Aim:
Print all entries word for word.

* start Working data *

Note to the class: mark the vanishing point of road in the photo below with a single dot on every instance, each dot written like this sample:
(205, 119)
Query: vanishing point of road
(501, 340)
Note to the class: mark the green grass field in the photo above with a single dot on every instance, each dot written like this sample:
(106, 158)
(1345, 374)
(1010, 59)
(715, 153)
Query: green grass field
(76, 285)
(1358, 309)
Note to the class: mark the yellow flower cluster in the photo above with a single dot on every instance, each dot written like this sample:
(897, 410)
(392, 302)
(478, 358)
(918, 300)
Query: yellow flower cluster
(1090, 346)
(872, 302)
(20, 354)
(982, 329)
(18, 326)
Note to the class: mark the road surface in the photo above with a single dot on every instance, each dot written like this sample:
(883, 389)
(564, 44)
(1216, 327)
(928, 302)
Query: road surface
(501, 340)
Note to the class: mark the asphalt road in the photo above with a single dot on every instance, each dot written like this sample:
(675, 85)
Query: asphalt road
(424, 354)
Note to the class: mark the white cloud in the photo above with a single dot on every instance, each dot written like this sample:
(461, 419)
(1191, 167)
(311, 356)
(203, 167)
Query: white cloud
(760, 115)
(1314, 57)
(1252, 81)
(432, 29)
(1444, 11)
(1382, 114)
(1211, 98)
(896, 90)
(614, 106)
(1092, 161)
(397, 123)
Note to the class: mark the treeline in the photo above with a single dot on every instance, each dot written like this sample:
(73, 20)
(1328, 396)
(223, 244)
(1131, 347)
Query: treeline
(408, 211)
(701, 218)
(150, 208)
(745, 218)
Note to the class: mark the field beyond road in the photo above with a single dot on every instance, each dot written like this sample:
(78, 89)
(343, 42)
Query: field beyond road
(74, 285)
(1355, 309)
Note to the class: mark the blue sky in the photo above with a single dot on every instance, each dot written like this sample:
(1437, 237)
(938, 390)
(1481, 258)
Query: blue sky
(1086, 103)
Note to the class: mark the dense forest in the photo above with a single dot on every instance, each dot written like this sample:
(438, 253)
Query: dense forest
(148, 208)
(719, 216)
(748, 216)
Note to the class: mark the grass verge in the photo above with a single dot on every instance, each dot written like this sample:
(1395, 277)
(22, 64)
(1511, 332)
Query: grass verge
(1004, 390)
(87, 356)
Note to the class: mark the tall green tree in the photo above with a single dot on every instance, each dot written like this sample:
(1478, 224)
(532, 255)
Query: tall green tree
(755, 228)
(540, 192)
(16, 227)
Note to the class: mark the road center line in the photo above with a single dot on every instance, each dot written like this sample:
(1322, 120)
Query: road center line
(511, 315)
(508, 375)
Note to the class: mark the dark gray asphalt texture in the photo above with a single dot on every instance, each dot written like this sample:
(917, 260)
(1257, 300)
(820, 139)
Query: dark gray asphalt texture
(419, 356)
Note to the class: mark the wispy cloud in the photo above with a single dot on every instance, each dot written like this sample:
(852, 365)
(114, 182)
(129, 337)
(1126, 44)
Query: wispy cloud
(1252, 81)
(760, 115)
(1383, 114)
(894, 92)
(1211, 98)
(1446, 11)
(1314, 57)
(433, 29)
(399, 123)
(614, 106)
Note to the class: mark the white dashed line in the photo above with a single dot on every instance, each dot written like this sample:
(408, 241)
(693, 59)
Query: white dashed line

* end Working data *

Finished answer:
Note to the class: mark the vanishing point of road in the photo below with a single dot on every instance, each dot written like this sample:
(205, 119)
Query: vanishing point of road
(501, 340)
Note to the class: mark the green grass field in the photo above with a single dot on every instance, each dot written like this sample:
(106, 158)
(1345, 374)
(1010, 59)
(715, 153)
Query: green grass field
(76, 285)
(1358, 309)
Note to the class: mark the yellow flower cluster in the photo above with a single dot on every instance, each dot written like this sample:
(897, 410)
(392, 302)
(478, 358)
(918, 300)
Query: yellow flower cluster
(1090, 346)
(872, 302)
(20, 354)
(982, 329)
(18, 326)
Note to the class: mark the road surface in the photo above with a single dot on every instance, each dot written like this sample:
(883, 389)
(564, 44)
(1216, 327)
(928, 302)
Query: road surface
(501, 340)
Note to the class: mark the asphalt road in the photo above with a single dot on every instance, each dot written like this sample:
(675, 85)
Query: asphalt road
(424, 354)
Note to the class: mark the white cloud in the photo above with a single dot on every instance, each dot written like this sample:
(461, 419)
(1191, 167)
(311, 356)
(203, 167)
Query: white cloud
(760, 115)
(1314, 57)
(1252, 81)
(432, 29)
(1444, 11)
(1382, 114)
(1211, 98)
(896, 90)
(614, 106)
(1092, 161)
(397, 123)
Note to the class: mark the treeline in the photo above with a single dot on every instance, each dot written like this sample:
(73, 20)
(1328, 396)
(223, 244)
(1131, 347)
Query: treeline
(408, 211)
(701, 218)
(150, 208)
(745, 218)
Note to the class: mark the field beyond road in the photo above with a single dot on every instance, each dot written like this sample:
(78, 89)
(343, 42)
Query: field beyond road
(74, 285)
(1355, 309)
Note to the class: mark the blue sky in the photo above with a single dot on every instance, each dot written like this sample:
(1437, 237)
(938, 390)
(1481, 258)
Query: blue sky
(1086, 103)
Note to the class: mark the dense forest in the photo above with a single dot on every instance, each dot written like this sample:
(438, 253)
Query: dense forest
(148, 208)
(719, 216)
(748, 216)
Note to the class: mark the grass verge in the photo above with a single dot on every instance, each dot written like this sample:
(1395, 277)
(22, 64)
(1511, 332)
Query: grass verge
(1004, 390)
(87, 356)
Note to the class: mark the tall green tree in the photo above with a single dot on every instance, each dot written like this sample:
(1478, 224)
(532, 255)
Query: tall green tree
(755, 228)
(540, 192)
(16, 227)
Note to the class: mark the road center line in the photo above with a single dot on every instance, each dot written like this sample:
(1322, 120)
Query: road center line
(511, 315)
(508, 375)
Note to the class: mark the dark gray asphalt texture in the photo above with a single dot on every instance, each dot written like this sample:
(917, 260)
(1257, 300)
(820, 139)
Query: dark gray asphalt texture
(419, 356)
Note to the class: mark the wispy cloud in the photo above with a single dot on every instance, each dot written like this sample:
(852, 365)
(114, 182)
(129, 337)
(1126, 44)
Query: wispy cloud
(1252, 81)
(760, 115)
(1383, 114)
(894, 92)
(1211, 98)
(1446, 11)
(1314, 57)
(433, 29)
(399, 123)
(614, 106)
Note to the class: mark the white dashed line in the photo above with a single dot on every instance, each dot written like this sample:
(408, 241)
(693, 59)
Query: white dashed line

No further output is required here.